### Text under study
-.-.-

This past month, as I was walking in the vineyards, I stopped to enjoy the fruits from the blackberries in the hedgerow. Each month I want to share about a different plant that is an integral part of our home biodynamic ranch ecology at Frey Vineyards. While we cultivate grapes, we also have a vast biodiversity reserve spanning over hundreds of acres. Between the wild lands and the cultivated grape vines, we have transitional hedgerow zones bordering all the vineyards. And while we didn't plant them there, we have a tremendous amount of blackberries in the hedgerow zones in between the different vineyards.
These hedgerows are a crucial part of the Biodynamic Certification because honoring wild spaces is a large part of what ensures sustainable futures for our farmlands. We will be choosing plants that are found all over Frey Vineyards, to help give a sense of the diversity in the ecosystem that we tend to on the Frey home ranch. When you uncork a bottle of biodynamic Frey wine, you are also partaking in the diverse ecological network of all the wild lands surrounding our vineyards. We grow grapes, but we also foster the growth of countless other species with our biodynamic farming methods.
Looking at the hedgerow plants gives an unique perspective into the natural wealth we have in our regenerative farming. While the blackberries in the hedgerow usually peak in August, the cooler temperatures meant that I was still able to harvest blackberries on my birthday, September 1st! So, to start off our biodynamic featured plant series, September's herbal highlight from the hedgerow is the wildly advantageous blackberry.

-.-.-

Stored data entries:

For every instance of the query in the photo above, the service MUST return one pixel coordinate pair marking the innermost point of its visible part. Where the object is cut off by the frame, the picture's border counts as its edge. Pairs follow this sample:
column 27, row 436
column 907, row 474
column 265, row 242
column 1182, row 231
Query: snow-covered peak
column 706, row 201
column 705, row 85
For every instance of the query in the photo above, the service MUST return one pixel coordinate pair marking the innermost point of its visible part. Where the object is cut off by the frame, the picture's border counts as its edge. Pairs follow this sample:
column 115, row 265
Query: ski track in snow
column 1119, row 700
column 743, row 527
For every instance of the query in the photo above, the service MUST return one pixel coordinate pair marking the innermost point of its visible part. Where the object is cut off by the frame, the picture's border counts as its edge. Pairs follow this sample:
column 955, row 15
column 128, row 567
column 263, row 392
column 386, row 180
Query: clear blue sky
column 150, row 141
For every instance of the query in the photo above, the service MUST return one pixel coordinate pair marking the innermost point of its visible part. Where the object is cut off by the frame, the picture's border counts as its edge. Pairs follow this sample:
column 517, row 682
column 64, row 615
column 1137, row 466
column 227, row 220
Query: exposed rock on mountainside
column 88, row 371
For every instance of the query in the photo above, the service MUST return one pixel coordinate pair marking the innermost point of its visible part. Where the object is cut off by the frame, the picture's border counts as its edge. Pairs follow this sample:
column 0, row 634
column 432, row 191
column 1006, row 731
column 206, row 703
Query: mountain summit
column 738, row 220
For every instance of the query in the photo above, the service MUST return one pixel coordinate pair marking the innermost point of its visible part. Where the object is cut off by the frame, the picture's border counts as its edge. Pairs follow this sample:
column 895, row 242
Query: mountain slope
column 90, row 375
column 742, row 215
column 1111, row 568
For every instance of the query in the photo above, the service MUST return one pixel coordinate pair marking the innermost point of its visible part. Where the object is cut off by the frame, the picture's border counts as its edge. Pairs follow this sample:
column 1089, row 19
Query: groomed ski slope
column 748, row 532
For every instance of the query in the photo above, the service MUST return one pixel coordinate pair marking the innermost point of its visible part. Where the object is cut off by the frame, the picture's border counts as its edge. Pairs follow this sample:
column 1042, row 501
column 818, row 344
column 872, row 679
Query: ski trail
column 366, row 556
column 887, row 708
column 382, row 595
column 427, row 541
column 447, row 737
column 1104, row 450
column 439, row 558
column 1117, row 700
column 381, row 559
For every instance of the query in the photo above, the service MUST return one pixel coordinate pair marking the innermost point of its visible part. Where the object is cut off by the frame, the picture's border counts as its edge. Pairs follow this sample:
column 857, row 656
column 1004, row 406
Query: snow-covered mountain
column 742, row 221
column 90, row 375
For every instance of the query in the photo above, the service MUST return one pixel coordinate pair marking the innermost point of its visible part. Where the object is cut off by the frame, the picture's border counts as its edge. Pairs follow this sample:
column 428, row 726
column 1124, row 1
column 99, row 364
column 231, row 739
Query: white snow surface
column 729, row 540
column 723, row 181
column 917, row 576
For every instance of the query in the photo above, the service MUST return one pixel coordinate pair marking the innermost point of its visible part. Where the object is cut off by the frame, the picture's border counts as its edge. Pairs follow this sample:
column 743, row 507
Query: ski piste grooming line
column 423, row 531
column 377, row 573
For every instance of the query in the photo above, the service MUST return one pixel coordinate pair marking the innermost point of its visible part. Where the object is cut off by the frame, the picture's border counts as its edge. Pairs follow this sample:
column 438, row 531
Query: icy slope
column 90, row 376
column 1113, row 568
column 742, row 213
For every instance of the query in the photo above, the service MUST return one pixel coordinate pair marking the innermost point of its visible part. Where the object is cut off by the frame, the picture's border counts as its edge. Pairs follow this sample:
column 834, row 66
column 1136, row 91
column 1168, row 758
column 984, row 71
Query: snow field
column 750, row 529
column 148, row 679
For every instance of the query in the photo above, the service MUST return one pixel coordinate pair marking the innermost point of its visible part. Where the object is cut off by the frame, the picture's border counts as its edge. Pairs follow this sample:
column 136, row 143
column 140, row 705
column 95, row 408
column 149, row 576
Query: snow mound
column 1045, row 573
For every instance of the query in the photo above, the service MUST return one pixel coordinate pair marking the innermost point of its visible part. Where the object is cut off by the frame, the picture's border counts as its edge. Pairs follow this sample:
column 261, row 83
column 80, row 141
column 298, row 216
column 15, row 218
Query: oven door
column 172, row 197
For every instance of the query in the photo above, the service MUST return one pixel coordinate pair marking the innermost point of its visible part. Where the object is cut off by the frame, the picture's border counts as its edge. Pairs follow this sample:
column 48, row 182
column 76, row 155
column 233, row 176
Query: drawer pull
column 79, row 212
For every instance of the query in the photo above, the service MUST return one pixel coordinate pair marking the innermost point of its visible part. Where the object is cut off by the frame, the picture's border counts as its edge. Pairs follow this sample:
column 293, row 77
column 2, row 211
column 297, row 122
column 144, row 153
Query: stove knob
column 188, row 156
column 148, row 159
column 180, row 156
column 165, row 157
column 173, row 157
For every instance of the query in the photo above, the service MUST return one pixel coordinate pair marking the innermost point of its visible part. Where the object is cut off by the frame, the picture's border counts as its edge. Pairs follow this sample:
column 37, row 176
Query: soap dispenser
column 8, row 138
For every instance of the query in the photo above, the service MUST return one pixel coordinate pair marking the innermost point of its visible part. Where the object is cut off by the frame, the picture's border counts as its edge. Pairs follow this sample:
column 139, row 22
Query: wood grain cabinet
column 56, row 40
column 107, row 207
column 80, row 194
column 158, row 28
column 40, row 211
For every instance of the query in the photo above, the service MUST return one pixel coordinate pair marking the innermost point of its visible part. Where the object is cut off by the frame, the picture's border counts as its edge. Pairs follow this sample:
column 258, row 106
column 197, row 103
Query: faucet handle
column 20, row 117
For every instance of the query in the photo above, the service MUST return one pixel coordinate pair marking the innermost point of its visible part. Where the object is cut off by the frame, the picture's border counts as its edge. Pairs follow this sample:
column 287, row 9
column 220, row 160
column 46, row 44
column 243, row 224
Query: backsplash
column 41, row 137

-.-.-

### Work to complete
1) Print the passage of the Frey Vineyards text that opens with the words containing "This past month, as" and closes with "the different vineyards.", copying it word for word.
2) In the Frey Vineyards text, what does the word "biodynamic" describe each time it appears? List every instance.

### Solutions for each task
1)
This past month, as I was walking in the vineyards, I stopped to enjoy the fruits from the blackberries in the hedgerow. Each month I want to share about a different plant that is an integral part of our home biodynamic ranch ecology at Frey Vineyards. While we cultivate grapes, we also have a vast biodiversity reserve spanning over hundreds of acres. Between the wild lands and the cultivated grape vines, we have transitional hedgerow zones bordering all the vineyards. And while we didn't plant them there, we have a tremendous amount of blackberries in the hedgerow zones in between the different vineyards.

2)
- ranch ecology
- Certification
- Frey wine
- farming methods
- featured plant series